● **The problem**: What's needed is a full, exact retyping of the records.

● **Stored data**:
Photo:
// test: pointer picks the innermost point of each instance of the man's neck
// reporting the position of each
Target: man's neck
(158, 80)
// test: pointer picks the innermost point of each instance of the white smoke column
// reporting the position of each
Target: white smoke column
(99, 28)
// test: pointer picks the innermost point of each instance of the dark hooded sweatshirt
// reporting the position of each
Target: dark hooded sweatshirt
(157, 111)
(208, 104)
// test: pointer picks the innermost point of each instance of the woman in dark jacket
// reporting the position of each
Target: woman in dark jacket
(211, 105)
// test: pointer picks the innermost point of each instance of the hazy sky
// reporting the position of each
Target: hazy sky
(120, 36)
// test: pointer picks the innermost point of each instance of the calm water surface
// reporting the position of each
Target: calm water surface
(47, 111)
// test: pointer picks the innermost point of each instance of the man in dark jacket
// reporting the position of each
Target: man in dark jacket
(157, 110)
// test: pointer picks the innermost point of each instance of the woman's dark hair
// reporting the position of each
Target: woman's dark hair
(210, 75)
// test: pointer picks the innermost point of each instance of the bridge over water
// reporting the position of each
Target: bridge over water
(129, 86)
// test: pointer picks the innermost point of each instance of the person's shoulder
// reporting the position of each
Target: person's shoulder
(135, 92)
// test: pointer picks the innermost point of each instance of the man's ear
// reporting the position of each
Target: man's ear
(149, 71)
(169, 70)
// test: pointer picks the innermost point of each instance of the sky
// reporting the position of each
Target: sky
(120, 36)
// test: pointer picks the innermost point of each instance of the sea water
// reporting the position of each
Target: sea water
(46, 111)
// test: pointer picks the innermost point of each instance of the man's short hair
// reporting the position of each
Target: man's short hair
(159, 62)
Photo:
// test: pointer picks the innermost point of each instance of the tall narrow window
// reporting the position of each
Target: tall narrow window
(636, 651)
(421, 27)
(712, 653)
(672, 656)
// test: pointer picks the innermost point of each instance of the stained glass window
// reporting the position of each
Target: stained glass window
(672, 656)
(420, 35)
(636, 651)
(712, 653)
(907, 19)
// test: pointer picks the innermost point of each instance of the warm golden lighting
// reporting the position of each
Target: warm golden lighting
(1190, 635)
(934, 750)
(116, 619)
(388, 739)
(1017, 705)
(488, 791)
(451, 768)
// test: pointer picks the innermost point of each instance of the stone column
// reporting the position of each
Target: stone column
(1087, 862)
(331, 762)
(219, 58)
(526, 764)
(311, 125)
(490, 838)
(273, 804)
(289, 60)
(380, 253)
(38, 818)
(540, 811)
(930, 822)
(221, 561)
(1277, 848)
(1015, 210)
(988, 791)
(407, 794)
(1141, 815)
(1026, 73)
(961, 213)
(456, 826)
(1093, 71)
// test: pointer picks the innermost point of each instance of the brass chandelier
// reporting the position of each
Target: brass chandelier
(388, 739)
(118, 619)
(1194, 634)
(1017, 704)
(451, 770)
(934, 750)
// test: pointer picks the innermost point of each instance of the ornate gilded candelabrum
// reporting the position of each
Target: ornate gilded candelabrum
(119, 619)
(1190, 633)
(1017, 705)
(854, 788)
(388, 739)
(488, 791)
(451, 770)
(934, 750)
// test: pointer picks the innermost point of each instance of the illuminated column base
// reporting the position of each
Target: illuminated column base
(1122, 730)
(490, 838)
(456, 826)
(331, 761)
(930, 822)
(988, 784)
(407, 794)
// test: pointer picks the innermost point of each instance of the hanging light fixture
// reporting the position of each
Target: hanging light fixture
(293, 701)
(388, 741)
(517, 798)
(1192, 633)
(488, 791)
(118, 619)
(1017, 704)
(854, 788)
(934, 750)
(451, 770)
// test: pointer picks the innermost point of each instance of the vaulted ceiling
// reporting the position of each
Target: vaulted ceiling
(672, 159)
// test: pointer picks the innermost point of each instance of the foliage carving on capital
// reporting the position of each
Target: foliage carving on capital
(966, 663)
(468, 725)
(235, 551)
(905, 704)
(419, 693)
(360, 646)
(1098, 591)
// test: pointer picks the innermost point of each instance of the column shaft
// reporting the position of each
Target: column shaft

● **Solution to the problem**:
Photo:
// test: pointer picks the innermost point of each instance of the man's neck
// reporting the position of each
Target: man's neck
(158, 80)
// test: pointer picks the innermost point of each instance of the white smoke column
// reporting the position of each
Target: white smoke column
(99, 28)
// test: pointer picks the innermost point of each instance of the dark hooded sweatshirt
// reporting the position of each
Target: dark hooded sweatshirt
(157, 111)
(208, 104)
// test: pointer picks the innermost point of each instance of the woman in dark jacket
// reporting the position of each
Target: woman in dark jacket
(211, 105)
// test: pointer picks the innermost point of each instance of the hazy sky
// reporting the position of each
Target: hazy sky
(120, 36)
// test: pointer picks the innermost point of each instance of the calm water surface
// reporting the position of each
Target: calm water surface
(47, 111)
// test: pointer picks the innermost point of each instance of the man in dark jacket
// reporting the position of each
Target: man in dark jacket
(157, 110)
// test: pointer picks the innermost point of each instance of the woman's dark hair
// reporting the position of each
Target: woman's dark hair
(210, 75)
// test: pointer picks the innermost point of each instance of the bridge over water
// reporting the position of each
Target: bridge over water
(129, 86)
// test: pointer picks the innermost point of each instance of the person's shoulder
// reporting the position of each
Target: person's shoulder
(135, 92)
// test: pointer picks the innermost point of each instance of the man's ear
// reporting the position of each
Target: man's ear
(149, 71)
(169, 70)
// test: pointer picks the innermost point of each instance of the sky
// reporting the position of each
Target: sky
(120, 36)
// test: pointer picks the innermost point of each instance of the sea water
// reporting the position of each
Target: sea water
(46, 111)
// test: pointer picks the innermost point of each instance of the man's short hair
// reporting the position of each
Target: man's short hair
(159, 62)
Photo:
// test: pointer picks the innermost point of each instance of the tall narrow window
// reporting the position of each
Target: tall narrow window
(636, 651)
(421, 27)
(712, 653)
(672, 656)
// test: pointer picks the innermost point of each instance of the stained glass window
// reporting the position of each
Target: stained glass window
(672, 656)
(420, 35)
(636, 651)
(712, 653)
(907, 19)
// test: pointer picks the innermost point of each instance of the warm golden lighting
// reporting the position of each
Target: warm golden lighting
(1190, 635)
(934, 750)
(116, 619)
(388, 739)
(1017, 705)
(488, 791)
(451, 768)
// test: pointer picks the innermost point of each instance of the stone column
// reporting the position of each
Target: stone column
(1087, 862)
(331, 762)
(219, 58)
(526, 764)
(311, 125)
(490, 838)
(273, 804)
(289, 60)
(380, 253)
(38, 818)
(540, 811)
(930, 822)
(221, 561)
(1277, 848)
(1015, 210)
(988, 791)
(407, 794)
(1141, 815)
(1026, 73)
(961, 213)
(456, 826)
(1093, 71)
// test: pointer picks the innermost point of each instance of the brass chandelier
// reporting the position of each
Target: brass chandelier
(388, 739)
(118, 619)
(1194, 634)
(1017, 704)
(451, 770)
(934, 750)
// test: pointer picks the innermost point of each instance of the ornate gilded candelabrum
// reporting the position of each
Target: ornate gilded candelabrum
(119, 619)
(1190, 633)
(1017, 705)
(854, 788)
(388, 739)
(488, 791)
(451, 770)
(934, 750)
// test: pointer picks the innermost point of each instance of the illuminated column base
// reporting the position of each
Target: illuminated column base
(1122, 730)
(490, 838)
(456, 826)
(331, 761)
(930, 822)
(988, 784)
(407, 794)
// test: pointer picks the innermost point of each instance of the hanging light fixture
// reporting the position of each
Target: hanging light fixture
(293, 701)
(388, 741)
(517, 798)
(1192, 633)
(488, 791)
(118, 619)
(1017, 704)
(854, 788)
(934, 750)
(451, 770)
// test: pointer picks the innermost point of each instance of the vaulted ceiling
// reporting the position of each
Target: vaulted ceiling
(672, 159)
// test: pointer picks the innermost point of each instance of the foliage carving on capital
// reporting the position of each
Target: foliage carving on capital
(966, 663)
(468, 725)
(235, 551)
(905, 704)
(419, 693)
(360, 646)
(1098, 591)
// test: pointer picks the innermost point of each instance of the column shaft
// reporting the position of each
Target: column shaft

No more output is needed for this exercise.